INSTRUCTIONS TO FOLLOW:
Transcribe everything in the listing as written, and let no image into the copy.

RECORDS PROVIDED:
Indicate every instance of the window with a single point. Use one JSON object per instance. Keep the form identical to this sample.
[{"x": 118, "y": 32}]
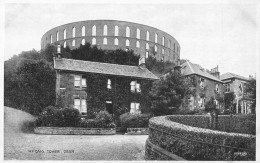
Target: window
[
  {"x": 80, "y": 82},
  {"x": 105, "y": 30},
  {"x": 116, "y": 41},
  {"x": 162, "y": 59},
  {"x": 94, "y": 30},
  {"x": 109, "y": 85},
  {"x": 83, "y": 31},
  {"x": 156, "y": 38},
  {"x": 73, "y": 31},
  {"x": 77, "y": 81},
  {"x": 94, "y": 41},
  {"x": 227, "y": 87},
  {"x": 138, "y": 33},
  {"x": 127, "y": 43},
  {"x": 163, "y": 41},
  {"x": 81, "y": 105},
  {"x": 217, "y": 88},
  {"x": 202, "y": 83},
  {"x": 146, "y": 54},
  {"x": 51, "y": 39},
  {"x": 64, "y": 34},
  {"x": 116, "y": 30},
  {"x": 147, "y": 36},
  {"x": 105, "y": 41},
  {"x": 137, "y": 44},
  {"x": 83, "y": 41},
  {"x": 127, "y": 33},
  {"x": 147, "y": 46},
  {"x": 83, "y": 82},
  {"x": 57, "y": 36},
  {"x": 135, "y": 108},
  {"x": 135, "y": 87},
  {"x": 155, "y": 48}
]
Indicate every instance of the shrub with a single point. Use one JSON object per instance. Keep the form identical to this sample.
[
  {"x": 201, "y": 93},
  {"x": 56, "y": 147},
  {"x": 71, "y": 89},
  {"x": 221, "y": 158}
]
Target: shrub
[
  {"x": 129, "y": 120},
  {"x": 58, "y": 117},
  {"x": 104, "y": 115},
  {"x": 96, "y": 123}
]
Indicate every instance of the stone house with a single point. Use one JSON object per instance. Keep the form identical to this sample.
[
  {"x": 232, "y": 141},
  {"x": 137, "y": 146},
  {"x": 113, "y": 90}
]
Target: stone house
[
  {"x": 236, "y": 83},
  {"x": 74, "y": 85},
  {"x": 205, "y": 84}
]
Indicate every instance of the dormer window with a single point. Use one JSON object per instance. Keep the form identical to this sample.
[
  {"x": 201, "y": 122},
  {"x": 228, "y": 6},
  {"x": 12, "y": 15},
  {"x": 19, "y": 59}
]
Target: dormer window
[
  {"x": 202, "y": 83},
  {"x": 109, "y": 85},
  {"x": 135, "y": 87}
]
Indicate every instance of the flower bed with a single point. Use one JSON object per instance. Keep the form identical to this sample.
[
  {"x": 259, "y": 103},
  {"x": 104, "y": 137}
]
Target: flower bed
[
  {"x": 74, "y": 131},
  {"x": 193, "y": 143},
  {"x": 137, "y": 131}
]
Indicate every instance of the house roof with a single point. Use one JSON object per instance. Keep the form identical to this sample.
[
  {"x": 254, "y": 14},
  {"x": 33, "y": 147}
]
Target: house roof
[
  {"x": 189, "y": 68},
  {"x": 231, "y": 75},
  {"x": 103, "y": 68}
]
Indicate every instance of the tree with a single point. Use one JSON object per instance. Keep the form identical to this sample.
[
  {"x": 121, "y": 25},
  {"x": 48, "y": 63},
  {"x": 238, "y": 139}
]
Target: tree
[{"x": 168, "y": 92}]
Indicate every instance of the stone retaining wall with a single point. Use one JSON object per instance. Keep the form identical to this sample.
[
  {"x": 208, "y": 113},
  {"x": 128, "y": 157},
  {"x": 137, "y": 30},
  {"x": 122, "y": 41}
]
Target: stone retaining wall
[
  {"x": 193, "y": 143},
  {"x": 74, "y": 131}
]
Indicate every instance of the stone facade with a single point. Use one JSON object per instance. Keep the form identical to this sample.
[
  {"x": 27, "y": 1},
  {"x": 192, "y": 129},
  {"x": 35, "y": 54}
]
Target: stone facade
[
  {"x": 236, "y": 84},
  {"x": 165, "y": 46}
]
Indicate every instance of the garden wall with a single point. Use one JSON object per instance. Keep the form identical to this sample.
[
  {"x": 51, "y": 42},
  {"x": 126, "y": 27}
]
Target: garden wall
[
  {"x": 74, "y": 131},
  {"x": 193, "y": 143}
]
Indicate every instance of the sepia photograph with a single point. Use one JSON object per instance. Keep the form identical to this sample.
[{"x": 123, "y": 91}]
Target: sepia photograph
[{"x": 130, "y": 80}]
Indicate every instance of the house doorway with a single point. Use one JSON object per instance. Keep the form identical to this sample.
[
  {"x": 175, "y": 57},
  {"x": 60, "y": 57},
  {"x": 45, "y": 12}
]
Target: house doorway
[{"x": 109, "y": 107}]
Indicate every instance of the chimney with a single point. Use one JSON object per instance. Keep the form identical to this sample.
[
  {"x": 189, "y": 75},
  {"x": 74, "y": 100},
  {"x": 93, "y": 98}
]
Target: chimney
[
  {"x": 215, "y": 72},
  {"x": 142, "y": 62},
  {"x": 178, "y": 67}
]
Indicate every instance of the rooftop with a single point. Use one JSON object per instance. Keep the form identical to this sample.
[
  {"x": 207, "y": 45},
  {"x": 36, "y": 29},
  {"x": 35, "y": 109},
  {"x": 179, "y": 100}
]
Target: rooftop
[
  {"x": 189, "y": 68},
  {"x": 103, "y": 68},
  {"x": 231, "y": 75}
]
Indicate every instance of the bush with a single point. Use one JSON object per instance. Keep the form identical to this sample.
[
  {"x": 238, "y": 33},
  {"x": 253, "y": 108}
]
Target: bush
[
  {"x": 129, "y": 120},
  {"x": 58, "y": 117}
]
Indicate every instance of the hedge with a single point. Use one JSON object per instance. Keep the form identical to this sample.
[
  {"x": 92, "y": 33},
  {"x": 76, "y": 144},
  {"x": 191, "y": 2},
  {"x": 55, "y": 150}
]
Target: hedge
[
  {"x": 193, "y": 143},
  {"x": 129, "y": 120}
]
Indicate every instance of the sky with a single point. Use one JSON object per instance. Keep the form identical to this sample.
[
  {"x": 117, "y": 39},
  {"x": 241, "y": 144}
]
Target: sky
[{"x": 210, "y": 34}]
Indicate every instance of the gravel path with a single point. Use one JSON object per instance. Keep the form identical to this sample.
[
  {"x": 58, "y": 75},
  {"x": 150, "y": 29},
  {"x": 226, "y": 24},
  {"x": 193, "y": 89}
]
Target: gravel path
[{"x": 20, "y": 145}]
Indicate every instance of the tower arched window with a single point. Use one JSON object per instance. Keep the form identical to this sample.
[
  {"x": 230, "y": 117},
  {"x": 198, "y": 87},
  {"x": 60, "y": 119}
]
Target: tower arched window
[
  {"x": 83, "y": 31},
  {"x": 116, "y": 41},
  {"x": 137, "y": 44},
  {"x": 127, "y": 43},
  {"x": 64, "y": 34},
  {"x": 57, "y": 36},
  {"x": 147, "y": 35},
  {"x": 94, "y": 41},
  {"x": 163, "y": 41},
  {"x": 116, "y": 30},
  {"x": 51, "y": 39},
  {"x": 138, "y": 33},
  {"x": 105, "y": 30},
  {"x": 147, "y": 46},
  {"x": 73, "y": 31},
  {"x": 127, "y": 33},
  {"x": 83, "y": 41},
  {"x": 105, "y": 41},
  {"x": 94, "y": 30}
]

WORKED SOLUTION:
Indicate every instance of the window with a single point. Use one JSON object per instance. Keep the form identical to this sample.
[{"x": 118, "y": 32}]
Target: window
[
  {"x": 80, "y": 82},
  {"x": 105, "y": 30},
  {"x": 116, "y": 41},
  {"x": 162, "y": 59},
  {"x": 94, "y": 30},
  {"x": 109, "y": 85},
  {"x": 83, "y": 31},
  {"x": 156, "y": 38},
  {"x": 73, "y": 31},
  {"x": 77, "y": 81},
  {"x": 94, "y": 41},
  {"x": 227, "y": 87},
  {"x": 138, "y": 33},
  {"x": 127, "y": 43},
  {"x": 163, "y": 41},
  {"x": 81, "y": 105},
  {"x": 217, "y": 88},
  {"x": 202, "y": 83},
  {"x": 146, "y": 54},
  {"x": 51, "y": 39},
  {"x": 64, "y": 34},
  {"x": 116, "y": 30},
  {"x": 147, "y": 36},
  {"x": 105, "y": 41},
  {"x": 137, "y": 44},
  {"x": 83, "y": 41},
  {"x": 127, "y": 33},
  {"x": 147, "y": 46},
  {"x": 83, "y": 82},
  {"x": 57, "y": 36},
  {"x": 135, "y": 108},
  {"x": 135, "y": 87},
  {"x": 155, "y": 48}
]
Indicate every instance of the shrub with a single point. Use one JSON object per instance. Keep the form identical to this sample.
[
  {"x": 201, "y": 93},
  {"x": 56, "y": 147},
  {"x": 71, "y": 89},
  {"x": 221, "y": 158}
]
Target: shrub
[
  {"x": 129, "y": 120},
  {"x": 58, "y": 117},
  {"x": 104, "y": 115},
  {"x": 96, "y": 123}
]
Indicate every instance of the stone house with a single point. Use one JSON object per instance. Keep the form identical to this sample.
[
  {"x": 232, "y": 141},
  {"x": 137, "y": 146},
  {"x": 113, "y": 90}
]
Target: stone house
[
  {"x": 236, "y": 83},
  {"x": 74, "y": 85},
  {"x": 205, "y": 84}
]
Indicate every instance of the dormer window with a single point. Use one JSON object per instance. Keep the form identical to this sample.
[
  {"x": 201, "y": 122},
  {"x": 228, "y": 6},
  {"x": 12, "y": 15},
  {"x": 19, "y": 59}
]
Target: dormer window
[
  {"x": 202, "y": 83},
  {"x": 109, "y": 85},
  {"x": 135, "y": 87}
]
Indicate every instance of the flower bed with a single point. Use one JSON object per instance. Keep the form identical to this sample.
[
  {"x": 259, "y": 103},
  {"x": 104, "y": 137}
]
Target: flower bed
[
  {"x": 74, "y": 131},
  {"x": 193, "y": 143},
  {"x": 137, "y": 131}
]
Indicate every instance of the house roof with a single point. Use one JSON object per instance. Keep the form identical to this sample.
[
  {"x": 254, "y": 14},
  {"x": 33, "y": 147}
]
Target: house roof
[
  {"x": 189, "y": 68},
  {"x": 231, "y": 75},
  {"x": 103, "y": 68}
]
Indicate every instance of the tree with a single point. Use one JSON object per instance. Keep the form identical to this sample.
[
  {"x": 121, "y": 25},
  {"x": 48, "y": 63},
  {"x": 238, "y": 139}
]
Target: tree
[{"x": 168, "y": 92}]
Indicate every instance of the stone retaining wall with a single point. Use one JSON object per instance. Keep the form identical to this sample.
[
  {"x": 208, "y": 113},
  {"x": 128, "y": 157},
  {"x": 137, "y": 30},
  {"x": 122, "y": 41}
]
Target: stone retaining wall
[
  {"x": 193, "y": 143},
  {"x": 74, "y": 131}
]
Indicate every instance of the stone facade with a single point. Use one JSON object per instance. Keep the form identical to this sample.
[
  {"x": 27, "y": 1},
  {"x": 192, "y": 129},
  {"x": 35, "y": 54}
]
Target: stone facade
[
  {"x": 236, "y": 84},
  {"x": 165, "y": 46}
]
Indicate every instance of the garden wall with a single point. Use one JSON object per instance. Keep the form identical to this sample.
[
  {"x": 51, "y": 42},
  {"x": 126, "y": 27}
]
Target: garden wall
[
  {"x": 74, "y": 131},
  {"x": 193, "y": 143}
]
Indicate every instance of the sepia photograph with a single point. Use one JSON object per instance. Keep the form identical to this sample.
[{"x": 123, "y": 91}]
Target: sepia photograph
[{"x": 130, "y": 80}]
Indicate every instance of the house doorway with a single point. Use one JSON object per instance. Keep the form identical to this sample.
[
  {"x": 175, "y": 57},
  {"x": 60, "y": 57},
  {"x": 45, "y": 12}
]
Target: house doorway
[{"x": 109, "y": 107}]
Indicate every instance of the chimney with a single point. Use one JSON object per instance. Keep the form identical to this sample.
[
  {"x": 189, "y": 75},
  {"x": 74, "y": 100},
  {"x": 93, "y": 98}
]
Target: chimney
[
  {"x": 215, "y": 72},
  {"x": 142, "y": 62},
  {"x": 178, "y": 67}
]
Indicate every instance of the rooftop with a single point. Use one JSON object per instance. Keep the form identical to this sample.
[
  {"x": 207, "y": 45},
  {"x": 36, "y": 29},
  {"x": 35, "y": 109},
  {"x": 179, "y": 100}
]
Target: rooftop
[
  {"x": 189, "y": 68},
  {"x": 103, "y": 68},
  {"x": 231, "y": 75}
]
Indicate every instance of the bush with a single point. Use one JSON object per instance. Keep the form identical to this sample.
[
  {"x": 238, "y": 33},
  {"x": 253, "y": 108}
]
Target: bush
[
  {"x": 129, "y": 120},
  {"x": 58, "y": 117}
]
Indicate every instance of the hedge with a single point. Use one JSON object per instance. Keep the form identical to this sample.
[
  {"x": 92, "y": 33},
  {"x": 76, "y": 144},
  {"x": 191, "y": 2},
  {"x": 55, "y": 150}
]
Target: hedge
[
  {"x": 193, "y": 143},
  {"x": 129, "y": 120}
]
Indicate every instance of the sky with a single point. Use one JSON object per instance. Keep the form identical to this sample.
[
  {"x": 117, "y": 39},
  {"x": 241, "y": 144}
]
Target: sky
[{"x": 210, "y": 34}]
Indicate every instance of the gravel path with a single point. Use one JSON object per instance. Keep the form identical to this sample.
[
  {"x": 58, "y": 75},
  {"x": 150, "y": 29},
  {"x": 226, "y": 24},
  {"x": 193, "y": 89}
]
Target: gravel path
[{"x": 20, "y": 145}]
Indicate every instance of the tower arched window with a single point. Use one JSON object per instance. Keep the form identical to this sample.
[
  {"x": 230, "y": 117},
  {"x": 198, "y": 87},
  {"x": 60, "y": 119}
]
Target: tower arched window
[
  {"x": 83, "y": 31},
  {"x": 116, "y": 41},
  {"x": 137, "y": 44},
  {"x": 127, "y": 43},
  {"x": 64, "y": 34},
  {"x": 57, "y": 36},
  {"x": 147, "y": 35},
  {"x": 94, "y": 41},
  {"x": 163, "y": 41},
  {"x": 116, "y": 30},
  {"x": 51, "y": 39},
  {"x": 138, "y": 33},
  {"x": 105, "y": 30},
  {"x": 147, "y": 46},
  {"x": 73, "y": 31},
  {"x": 127, "y": 33},
  {"x": 83, "y": 41},
  {"x": 105, "y": 41},
  {"x": 94, "y": 30}
]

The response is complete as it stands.